◆ Excerpted passage:

⟨

You are working at Johnson and Cohen law firm and have recently been assigned to lead the appeal of a man convicted of first degree murder and sentenced to death.
The defendant has never had an IQ test, but friends and family insist that he has always been a little “slow“ his entire life. He was also diagnosed with autism earlier in his life and many of his former acquaintances thought he had psychiatric problems when they knew him.
These factors were never brought up at trial by the defendant’s previous defense team because they wanted to focus on mitigating circumstances surrounding the crime that was committed rather than confusing the issue with too many different defenses.
- How would your team argue during the appeal that the defendant’s constitutional rights were violated?
- What evidence would be required for your defendant to be considered mentally retarded under Atkins v. Virginia and Penry v. Lynaugh (1989)? Assess whether or not that evidence can be presented in this case.
- What evidence would be required for your defendant to be considered insane under Ford v. Wainwright (1986)? Assess whether or not that evidence can be presented in this case.
- Do you believe that bringing up the defendant’s diagnosis of autism could have aided in the defense in the sentencing phase? Would the contention that he was mentally slow have helped? Provide rationale for your answers.
- Identify other aspects of the case not mentioned in the scenario that could benefit the defendant. For instance, consider whether the Supreme Court has found it unconstitutional to apply the death penalty in other circumstances.
- If you succeed in your appeal, what would be the next steps to occur?
Support your analysis and suggestions with proper reasoning, examples, and research data. Use structured text like bolding, headings, bulleted lists, and charts/tables where appropriate to increase the clarity of your communication. Cite the resources you use in APA style.

⟩

◆ Given entries:
⟨

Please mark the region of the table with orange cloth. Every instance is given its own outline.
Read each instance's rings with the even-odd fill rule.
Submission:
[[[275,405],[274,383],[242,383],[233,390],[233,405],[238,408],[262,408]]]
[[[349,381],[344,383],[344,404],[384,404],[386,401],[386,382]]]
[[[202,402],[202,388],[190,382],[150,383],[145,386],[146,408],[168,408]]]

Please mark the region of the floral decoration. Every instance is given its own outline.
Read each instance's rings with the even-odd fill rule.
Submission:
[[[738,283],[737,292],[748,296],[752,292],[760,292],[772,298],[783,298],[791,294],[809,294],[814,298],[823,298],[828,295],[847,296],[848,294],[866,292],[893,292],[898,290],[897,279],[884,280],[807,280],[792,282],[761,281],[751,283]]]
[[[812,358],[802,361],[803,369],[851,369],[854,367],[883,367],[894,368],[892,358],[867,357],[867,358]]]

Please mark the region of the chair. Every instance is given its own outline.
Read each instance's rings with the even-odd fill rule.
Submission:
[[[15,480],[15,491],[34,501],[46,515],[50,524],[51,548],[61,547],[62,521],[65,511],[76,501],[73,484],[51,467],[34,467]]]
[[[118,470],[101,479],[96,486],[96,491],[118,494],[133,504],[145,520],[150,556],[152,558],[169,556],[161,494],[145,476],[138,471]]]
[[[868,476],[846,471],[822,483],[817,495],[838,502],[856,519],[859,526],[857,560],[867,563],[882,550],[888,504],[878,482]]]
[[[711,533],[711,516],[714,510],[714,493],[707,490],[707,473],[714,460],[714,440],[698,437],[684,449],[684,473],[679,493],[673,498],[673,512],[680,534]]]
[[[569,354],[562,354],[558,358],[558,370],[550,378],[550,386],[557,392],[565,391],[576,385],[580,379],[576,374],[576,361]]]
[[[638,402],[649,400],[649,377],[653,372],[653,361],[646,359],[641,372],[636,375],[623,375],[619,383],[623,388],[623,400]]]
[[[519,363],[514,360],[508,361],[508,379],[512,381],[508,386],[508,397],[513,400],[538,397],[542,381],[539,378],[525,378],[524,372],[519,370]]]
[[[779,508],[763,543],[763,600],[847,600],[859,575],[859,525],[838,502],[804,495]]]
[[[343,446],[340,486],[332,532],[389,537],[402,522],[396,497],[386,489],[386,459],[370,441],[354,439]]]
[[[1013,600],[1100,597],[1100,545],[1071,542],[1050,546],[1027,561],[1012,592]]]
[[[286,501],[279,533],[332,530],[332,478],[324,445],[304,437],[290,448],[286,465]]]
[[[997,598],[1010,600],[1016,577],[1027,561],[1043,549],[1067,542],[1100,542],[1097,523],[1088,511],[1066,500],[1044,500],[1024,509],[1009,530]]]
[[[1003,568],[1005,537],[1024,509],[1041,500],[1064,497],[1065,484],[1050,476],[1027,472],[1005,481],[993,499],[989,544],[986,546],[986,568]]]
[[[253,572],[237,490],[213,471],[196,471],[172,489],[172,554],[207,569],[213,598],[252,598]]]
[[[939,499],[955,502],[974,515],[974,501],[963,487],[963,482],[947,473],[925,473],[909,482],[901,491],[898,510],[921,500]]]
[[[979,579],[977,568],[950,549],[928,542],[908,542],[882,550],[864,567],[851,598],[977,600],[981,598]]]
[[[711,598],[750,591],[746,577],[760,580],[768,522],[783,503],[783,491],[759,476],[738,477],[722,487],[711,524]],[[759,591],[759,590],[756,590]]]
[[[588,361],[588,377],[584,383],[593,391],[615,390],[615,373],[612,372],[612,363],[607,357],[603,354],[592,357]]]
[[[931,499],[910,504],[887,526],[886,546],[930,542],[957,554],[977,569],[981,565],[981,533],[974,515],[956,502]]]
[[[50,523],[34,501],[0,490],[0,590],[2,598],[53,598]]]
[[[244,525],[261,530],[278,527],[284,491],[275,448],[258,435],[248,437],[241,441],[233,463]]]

⟩

◆ Activity:
Could you give the death penalty appeal assignment again starting with "- Do you believe" and going on through "for your answers.", switching "autism" to "epilepsy"?

◆ Answer to this task:
- Do you believe that bringing up the defendant’s diagnosis of epilepsy could have aided in the defense in the sentencing phase? Would the contention that he was mentally slow have helped? Provide rationale for your answers.